Please report every line in the entries that contains the string "barrier".

Provided records —
=== Section Start ===

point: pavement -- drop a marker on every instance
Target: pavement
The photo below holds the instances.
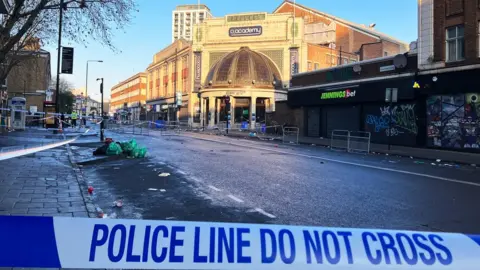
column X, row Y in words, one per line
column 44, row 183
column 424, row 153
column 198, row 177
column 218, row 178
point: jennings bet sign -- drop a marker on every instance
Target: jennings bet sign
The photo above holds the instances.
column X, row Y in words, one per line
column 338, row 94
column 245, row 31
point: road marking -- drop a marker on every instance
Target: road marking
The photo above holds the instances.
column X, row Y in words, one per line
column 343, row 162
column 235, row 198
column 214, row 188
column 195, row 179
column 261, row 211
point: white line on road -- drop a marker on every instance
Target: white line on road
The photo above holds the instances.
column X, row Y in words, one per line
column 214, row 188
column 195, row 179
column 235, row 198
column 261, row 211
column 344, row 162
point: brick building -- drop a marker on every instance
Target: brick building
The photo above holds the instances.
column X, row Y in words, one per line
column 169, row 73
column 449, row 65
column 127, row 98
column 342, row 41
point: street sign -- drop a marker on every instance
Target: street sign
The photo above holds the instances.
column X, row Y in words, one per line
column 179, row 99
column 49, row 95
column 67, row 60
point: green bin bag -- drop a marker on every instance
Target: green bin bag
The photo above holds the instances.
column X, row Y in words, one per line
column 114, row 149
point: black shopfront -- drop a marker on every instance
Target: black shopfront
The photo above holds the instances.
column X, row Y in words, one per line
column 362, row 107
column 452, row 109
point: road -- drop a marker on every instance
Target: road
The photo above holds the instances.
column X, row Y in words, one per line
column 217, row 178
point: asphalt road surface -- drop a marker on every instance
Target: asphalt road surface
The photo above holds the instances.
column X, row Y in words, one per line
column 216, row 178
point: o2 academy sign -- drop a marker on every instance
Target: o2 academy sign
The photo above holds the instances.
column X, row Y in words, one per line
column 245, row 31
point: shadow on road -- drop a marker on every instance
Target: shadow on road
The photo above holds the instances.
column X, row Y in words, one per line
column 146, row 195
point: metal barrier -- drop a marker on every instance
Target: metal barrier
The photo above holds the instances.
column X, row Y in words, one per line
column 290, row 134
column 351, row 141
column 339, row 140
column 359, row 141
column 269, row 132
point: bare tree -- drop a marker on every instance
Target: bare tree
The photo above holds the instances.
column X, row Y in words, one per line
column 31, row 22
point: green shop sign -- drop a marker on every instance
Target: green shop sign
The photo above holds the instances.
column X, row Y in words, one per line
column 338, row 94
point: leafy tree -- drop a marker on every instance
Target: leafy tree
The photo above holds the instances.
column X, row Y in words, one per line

=== Section End ===
=== Section Start ===

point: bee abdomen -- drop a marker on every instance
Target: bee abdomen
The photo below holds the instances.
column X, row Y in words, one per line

=== Section End ===
=== Section Start ===

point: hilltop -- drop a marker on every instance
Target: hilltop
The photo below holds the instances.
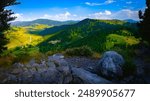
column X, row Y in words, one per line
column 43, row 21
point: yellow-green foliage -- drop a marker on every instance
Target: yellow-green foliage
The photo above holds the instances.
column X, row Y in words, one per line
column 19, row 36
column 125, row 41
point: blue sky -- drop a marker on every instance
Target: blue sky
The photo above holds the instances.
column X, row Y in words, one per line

=== Section End ===

Solution below —
point: metal barrier -- drop a marker on every instance
Target: metal barrier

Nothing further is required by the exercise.